◆ Excerpted text:
-- Begin --

So then, how did this lone individual shoot and reload his weapon five times with healthy, able people standing watching him commit murder? Why didn’t somebody jump him, slap him, hit him with a chair or the like? Were they so extremely passive that their instinctive fight from the gut was totally eliminated?
As America has lived through the presidency of the first African American, racism has been on the rise. Policemen are killing young Black men in the street, shooting them down like they are on a hunt.
Gun control is an issue, indeed, and we need to do something about it with laws and legislation. But we also need to look racism in its ugly face and do something about it as well.
You cannot go to the Bible Study class and kill people in the church and be forgiven. All are not of the forgiving spirit. I cannot bring candles, balloons and stuffed animals to the scene of the crime and forgive the killer. It is too overwhelming.

-- End --

◆ Provided data:
-- Begin --

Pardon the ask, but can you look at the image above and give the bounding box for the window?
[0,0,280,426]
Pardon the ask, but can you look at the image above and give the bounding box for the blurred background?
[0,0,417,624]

-- End --

◆ Short problem A:
Answer these questions about the text on the church shooting:
(i) How many times did the lone individual shoot and reload his weapon?
(ii) What does the text say has been on the rise as America has lived through the presidency of the first African American?
(iii) What three things does the writer say they cannot bring to the scene of the crime?
◆ Short problem B: Write the next few sentences of the text on the church shooting, starting after its last line.

◆ Exercise response A:
(i) Five times.
(ii) Racism.
(iii) Candles, balloons and stuffed animals.

◆ Exercise response B:
No, I am not suggesting riots or fighting in the streets or burning or looting, but not all will look the killer in the face and say I forgive you before the murdered loved one is buried. The hurt, the pain, the agony are real.
I wonder why these people were killed? They were killed simply because someone hated them. Without even knowing them.
We cannot be so docile as to say we as a people forgive. People are frightened, people are confused, and we should beware and stand tall and borrow a page from Jewish history to proclaim, “Never Again.” When does it stop? Enough, damn it!